— Start —

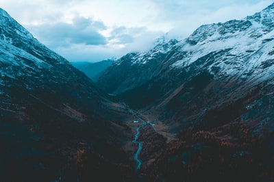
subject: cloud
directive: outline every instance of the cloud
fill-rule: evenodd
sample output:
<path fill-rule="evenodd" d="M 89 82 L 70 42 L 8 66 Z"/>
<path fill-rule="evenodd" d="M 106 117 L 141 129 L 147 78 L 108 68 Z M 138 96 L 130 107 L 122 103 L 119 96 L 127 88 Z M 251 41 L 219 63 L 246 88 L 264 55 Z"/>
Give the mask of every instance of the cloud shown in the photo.
<path fill-rule="evenodd" d="M 19 23 L 71 61 L 145 51 L 155 38 L 185 38 L 203 24 L 239 19 L 273 0 L 0 0 Z"/>
<path fill-rule="evenodd" d="M 101 45 L 105 38 L 99 33 L 105 29 L 103 23 L 90 18 L 77 16 L 71 23 L 54 23 L 27 26 L 42 42 L 52 49 L 71 44 Z"/>

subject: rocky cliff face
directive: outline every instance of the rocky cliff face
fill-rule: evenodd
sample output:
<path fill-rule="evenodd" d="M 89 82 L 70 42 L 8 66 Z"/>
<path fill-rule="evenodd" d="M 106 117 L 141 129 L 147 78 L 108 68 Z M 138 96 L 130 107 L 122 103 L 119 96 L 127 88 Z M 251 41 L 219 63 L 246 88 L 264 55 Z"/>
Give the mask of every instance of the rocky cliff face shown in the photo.
<path fill-rule="evenodd" d="M 0 181 L 134 178 L 123 106 L 1 9 L 0 78 Z"/>

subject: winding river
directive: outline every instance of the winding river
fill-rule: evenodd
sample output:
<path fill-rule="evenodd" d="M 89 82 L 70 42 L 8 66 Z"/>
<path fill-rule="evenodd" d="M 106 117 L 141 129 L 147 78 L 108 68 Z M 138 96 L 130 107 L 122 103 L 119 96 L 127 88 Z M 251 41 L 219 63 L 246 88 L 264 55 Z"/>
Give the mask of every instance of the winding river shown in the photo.
<path fill-rule="evenodd" d="M 134 140 L 132 141 L 134 143 L 138 144 L 138 150 L 137 150 L 136 153 L 134 154 L 134 159 L 137 162 L 136 170 L 140 170 L 140 168 L 141 167 L 141 165 L 142 165 L 141 159 L 140 159 L 138 157 L 138 156 L 139 155 L 139 153 L 142 151 L 142 142 L 138 142 L 137 140 L 139 137 L 139 134 L 140 134 L 140 131 L 139 131 L 140 127 L 140 126 L 139 126 L 136 128 L 136 134 L 135 134 Z"/>

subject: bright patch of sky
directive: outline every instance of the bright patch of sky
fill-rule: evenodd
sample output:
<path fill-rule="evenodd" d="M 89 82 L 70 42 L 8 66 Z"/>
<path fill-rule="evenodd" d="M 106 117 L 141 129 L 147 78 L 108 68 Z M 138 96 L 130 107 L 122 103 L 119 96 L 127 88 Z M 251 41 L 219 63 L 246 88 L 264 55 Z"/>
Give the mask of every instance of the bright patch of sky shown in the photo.
<path fill-rule="evenodd" d="M 71 62 L 145 51 L 155 38 L 183 39 L 203 24 L 241 19 L 273 0 L 0 0 L 41 42 Z"/>

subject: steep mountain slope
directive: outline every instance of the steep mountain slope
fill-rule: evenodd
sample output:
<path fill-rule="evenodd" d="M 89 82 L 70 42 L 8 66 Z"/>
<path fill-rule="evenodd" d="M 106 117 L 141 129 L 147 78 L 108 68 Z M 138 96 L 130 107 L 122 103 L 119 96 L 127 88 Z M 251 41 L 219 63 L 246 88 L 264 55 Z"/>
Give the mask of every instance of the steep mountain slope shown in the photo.
<path fill-rule="evenodd" d="M 126 109 L 1 9 L 0 78 L 1 181 L 134 179 Z"/>
<path fill-rule="evenodd" d="M 186 40 L 159 44 L 160 57 L 157 47 L 128 54 L 102 75 L 97 84 L 164 123 L 155 125 L 159 133 L 179 133 L 143 164 L 144 178 L 274 179 L 273 16 L 274 3 L 240 21 L 203 25 Z"/>
<path fill-rule="evenodd" d="M 107 60 L 99 62 L 72 62 L 73 66 L 84 72 L 93 81 L 96 81 L 101 73 L 114 62 L 113 60 Z"/>

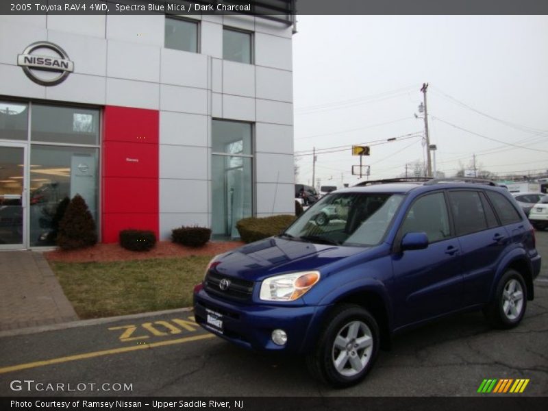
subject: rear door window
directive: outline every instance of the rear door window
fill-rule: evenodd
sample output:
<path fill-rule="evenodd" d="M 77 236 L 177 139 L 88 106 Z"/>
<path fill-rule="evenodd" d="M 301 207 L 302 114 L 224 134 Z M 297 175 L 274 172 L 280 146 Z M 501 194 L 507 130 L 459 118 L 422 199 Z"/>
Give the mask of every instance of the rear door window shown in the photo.
<path fill-rule="evenodd" d="M 457 236 L 487 229 L 487 219 L 478 192 L 449 191 L 448 195 Z"/>
<path fill-rule="evenodd" d="M 518 210 L 508 199 L 495 191 L 486 191 L 486 194 L 503 225 L 521 221 Z"/>
<path fill-rule="evenodd" d="M 417 199 L 401 225 L 401 236 L 410 232 L 426 233 L 429 242 L 451 237 L 449 219 L 443 192 L 424 195 Z"/>

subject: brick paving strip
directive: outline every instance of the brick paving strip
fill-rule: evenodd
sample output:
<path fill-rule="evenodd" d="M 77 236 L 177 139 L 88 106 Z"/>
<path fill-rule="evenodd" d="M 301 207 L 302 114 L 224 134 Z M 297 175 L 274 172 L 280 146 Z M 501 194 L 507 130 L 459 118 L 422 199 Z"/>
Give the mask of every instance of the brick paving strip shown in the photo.
<path fill-rule="evenodd" d="M 41 253 L 0 252 L 0 331 L 78 319 Z"/>

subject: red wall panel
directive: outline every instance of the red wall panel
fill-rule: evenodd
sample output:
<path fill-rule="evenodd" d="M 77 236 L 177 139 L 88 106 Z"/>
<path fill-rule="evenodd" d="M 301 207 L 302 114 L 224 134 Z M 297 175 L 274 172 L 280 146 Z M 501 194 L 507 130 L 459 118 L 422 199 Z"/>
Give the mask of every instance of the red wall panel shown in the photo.
<path fill-rule="evenodd" d="M 122 229 L 158 236 L 159 113 L 107 106 L 102 161 L 102 240 L 116 242 Z"/>
<path fill-rule="evenodd" d="M 158 145 L 107 141 L 103 177 L 158 177 Z"/>
<path fill-rule="evenodd" d="M 103 124 L 103 141 L 158 143 L 157 110 L 108 105 Z"/>

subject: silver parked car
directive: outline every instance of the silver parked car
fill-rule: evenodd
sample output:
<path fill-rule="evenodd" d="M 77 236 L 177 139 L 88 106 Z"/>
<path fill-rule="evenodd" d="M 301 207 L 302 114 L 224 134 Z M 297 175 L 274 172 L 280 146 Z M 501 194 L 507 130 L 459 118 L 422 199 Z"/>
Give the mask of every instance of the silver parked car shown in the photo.
<path fill-rule="evenodd" d="M 512 192 L 512 195 L 516 199 L 519 206 L 523 209 L 525 215 L 529 216 L 529 212 L 533 206 L 540 201 L 540 199 L 546 195 L 538 191 L 528 191 L 526 192 Z"/>

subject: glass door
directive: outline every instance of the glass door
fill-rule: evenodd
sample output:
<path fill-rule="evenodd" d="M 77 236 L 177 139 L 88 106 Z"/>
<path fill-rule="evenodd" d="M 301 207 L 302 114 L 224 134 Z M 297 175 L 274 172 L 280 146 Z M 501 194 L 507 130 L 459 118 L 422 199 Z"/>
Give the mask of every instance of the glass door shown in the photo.
<path fill-rule="evenodd" d="M 0 250 L 25 247 L 26 146 L 0 144 Z"/>

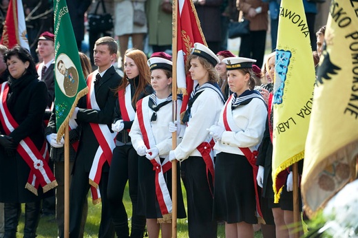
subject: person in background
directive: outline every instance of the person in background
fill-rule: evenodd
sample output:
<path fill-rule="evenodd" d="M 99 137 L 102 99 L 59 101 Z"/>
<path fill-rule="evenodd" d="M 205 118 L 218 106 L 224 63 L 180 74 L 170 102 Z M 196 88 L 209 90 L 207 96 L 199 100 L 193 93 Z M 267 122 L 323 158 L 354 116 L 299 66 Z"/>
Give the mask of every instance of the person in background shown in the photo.
<path fill-rule="evenodd" d="M 94 58 L 98 69 L 87 76 L 90 91 L 80 99 L 78 107 L 72 114 L 72 118 L 76 119 L 81 131 L 70 193 L 70 237 L 77 238 L 79 235 L 83 205 L 91 187 L 94 203 L 98 202 L 100 197 L 102 202 L 98 237 L 114 236 L 107 188 L 114 148 L 115 133 L 110 129 L 113 109 L 117 100 L 114 89 L 121 80 L 112 65 L 117 51 L 117 43 L 112 37 L 101 37 L 96 41 Z M 90 171 L 96 175 L 95 177 L 92 177 Z M 100 180 L 99 182 L 96 180 L 97 184 L 94 180 L 98 177 Z M 98 190 L 101 197 L 98 194 Z"/>
<path fill-rule="evenodd" d="M 190 237 L 215 238 L 218 223 L 213 220 L 214 151 L 207 129 L 217 122 L 224 102 L 215 66 L 220 63 L 210 49 L 194 43 L 186 71 L 198 82 L 190 96 L 182 122 L 187 126 L 169 160 L 181 162 L 181 175 L 187 191 Z"/>
<path fill-rule="evenodd" d="M 123 61 L 124 61 L 125 53 L 128 49 L 129 37 L 131 37 L 133 47 L 139 50 L 143 50 L 144 38 L 148 32 L 147 20 L 145 9 L 145 2 L 146 0 L 115 0 L 116 19 L 114 35 L 118 37 L 119 50 Z M 134 23 L 135 10 L 143 11 L 143 14 L 145 15 L 146 19 L 143 25 L 138 25 Z M 171 23 L 171 19 L 169 21 Z M 165 24 L 165 23 L 162 23 Z M 156 24 L 159 25 L 158 23 L 156 23 Z M 161 30 L 164 29 L 160 28 Z M 170 26 L 169 29 L 171 29 L 171 26 Z M 171 33 L 169 34 L 168 36 L 171 39 Z"/>
<path fill-rule="evenodd" d="M 224 36 L 221 34 L 222 2 L 222 0 L 193 1 L 208 47 L 214 52 L 220 50 L 222 38 Z"/>
<path fill-rule="evenodd" d="M 16 237 L 25 203 L 24 237 L 34 238 L 43 191 L 57 185 L 43 155 L 47 144 L 43 118 L 48 96 L 26 49 L 17 45 L 4 58 L 10 73 L 1 85 L 0 105 L 4 112 L 0 124 L 0 202 L 5 203 L 5 237 Z M 38 183 L 41 186 L 32 185 Z"/>
<path fill-rule="evenodd" d="M 85 78 L 87 78 L 91 73 L 91 62 L 90 58 L 84 53 L 78 52 L 80 56 L 81 65 Z M 78 139 L 80 137 L 81 129 L 77 127 L 77 123 L 73 119 L 70 120 L 70 171 L 72 171 L 74 164 L 74 158 L 76 158 L 76 151 L 78 146 Z M 63 237 L 64 228 L 64 195 L 65 195 L 65 155 L 63 143 L 61 140 L 60 142 L 56 141 L 57 138 L 57 129 L 56 124 L 56 111 L 52 110 L 51 117 L 48 122 L 47 127 L 45 129 L 45 136 L 48 143 L 51 146 L 50 158 L 53 161 L 54 165 L 54 175 L 56 176 L 59 186 L 56 188 L 56 221 L 57 223 L 58 237 Z M 70 177 L 70 184 L 72 177 Z M 82 223 L 81 224 L 80 237 L 83 237 L 85 231 L 85 224 L 87 219 L 88 210 L 88 202 L 85 199 L 83 204 L 83 213 L 82 214 Z"/>
<path fill-rule="evenodd" d="M 241 37 L 239 56 L 255 59 L 262 67 L 265 54 L 266 34 L 268 27 L 268 3 L 262 0 L 238 0 L 239 21 L 244 17 L 250 21 L 250 34 Z"/>
<path fill-rule="evenodd" d="M 323 45 L 324 43 L 324 33 L 326 32 L 326 25 L 322 26 L 316 32 L 316 46 L 317 46 L 317 52 L 319 57 L 321 54 L 322 54 L 322 49 Z"/>
<path fill-rule="evenodd" d="M 8 80 L 9 74 L 6 63 L 3 61 L 3 56 L 7 50 L 8 47 L 6 46 L 0 45 L 0 84 Z M 0 202 L 0 238 L 3 238 L 4 234 L 3 203 Z"/>
<path fill-rule="evenodd" d="M 46 83 L 49 102 L 48 107 L 54 100 L 54 34 L 49 32 L 41 33 L 37 42 L 39 55 L 42 62 L 37 65 L 39 79 Z"/>
<path fill-rule="evenodd" d="M 136 105 L 154 91 L 147 56 L 138 49 L 128 49 L 124 55 L 125 75 L 116 91 L 118 99 L 113 107 L 112 130 L 118 132 L 113 151 L 108 181 L 108 199 L 114 229 L 118 237 L 129 237 L 128 216 L 123 204 L 125 185 L 129 182 L 131 202 L 131 238 L 142 238 L 145 217 L 138 213 L 138 154 L 128 135 L 136 116 Z M 145 150 L 141 151 L 145 155 Z"/>
<path fill-rule="evenodd" d="M 227 100 L 230 96 L 230 89 L 229 85 L 227 84 L 227 65 L 222 62 L 222 60 L 228 57 L 235 57 L 235 55 L 229 50 L 223 50 L 218 52 L 216 54 L 216 56 L 219 58 L 220 63 L 216 65 L 215 69 L 220 78 L 219 80 L 219 86 L 220 87 L 221 91 L 224 95 L 225 100 Z"/>
<path fill-rule="evenodd" d="M 153 52 L 171 51 L 171 12 L 162 6 L 171 8 L 171 0 L 150 0 L 146 1 L 148 17 L 148 39 Z M 171 10 L 171 8 L 169 10 Z"/>
<path fill-rule="evenodd" d="M 67 0 L 66 2 L 74 29 L 77 48 L 81 52 L 82 50 L 82 41 L 83 41 L 85 37 L 85 13 L 91 5 L 92 1 Z"/>
<path fill-rule="evenodd" d="M 145 215 L 149 237 L 171 237 L 171 163 L 168 154 L 171 150 L 172 134 L 169 131 L 172 118 L 171 61 L 159 57 L 148 60 L 151 69 L 151 84 L 155 92 L 137 102 L 137 112 L 129 136 L 138 156 L 138 213 Z M 177 118 L 180 118 L 182 105 L 179 97 Z M 144 127 L 143 126 L 144 125 Z M 180 127 L 184 127 L 183 125 Z M 177 134 L 180 142 L 184 128 Z M 145 155 L 143 147 L 147 147 Z M 160 166 L 162 173 L 155 169 Z M 166 167 L 168 166 L 168 169 Z M 185 208 L 180 186 L 180 164 L 177 166 L 178 218 L 185 218 Z M 157 178 L 158 176 L 158 178 Z M 165 184 L 158 184 L 160 179 Z M 162 194 L 164 199 L 158 199 Z"/>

— End —

* **GIVEN TASK**:
Copy the rows word for word from their beginning through the line containing "0 181 L 134", including that line. Leave the pictures out of your answer.

* **FINAL ANSWER**:
subject: cloud
directive: outline every instance of the cloud
fill-rule: evenodd
sample output:
<path fill-rule="evenodd" d="M 89 82 L 70 42 L 8 66 Z"/>
<path fill-rule="evenodd" d="M 106 117 L 141 129 L 147 78 L 108 68 Z M 138 96 L 130 107 L 122 103 L 119 96 L 127 88 Z M 251 41 L 219 63 L 246 88 L 264 55 Z"/>
Give the mask of every instance of the cloud shown in the photo.
<path fill-rule="evenodd" d="M 19 23 L 71 61 L 145 51 L 155 38 L 185 38 L 203 24 L 239 19 L 273 0 L 0 0 Z"/>
<path fill-rule="evenodd" d="M 101 45 L 105 38 L 99 33 L 105 29 L 103 23 L 90 18 L 77 16 L 71 23 L 54 23 L 27 26 L 42 42 L 52 49 L 71 44 Z"/>

subject: rocky cliff face
directive: outline every instance of the rocky cliff face
fill-rule: evenodd
sample output:
<path fill-rule="evenodd" d="M 89 82 L 70 42 L 8 66 Z"/>
<path fill-rule="evenodd" d="M 106 117 L 141 129 L 147 78 L 108 68 Z M 138 96 L 130 107 L 122 103 L 119 96 L 127 88 Z M 251 41 L 219 63 L 246 88 L 264 55 Z"/>
Give the mask of every instance of the rocky cliff face shown in the photo.
<path fill-rule="evenodd" d="M 0 181 L 134 178 L 123 106 L 1 9 L 0 78 Z"/>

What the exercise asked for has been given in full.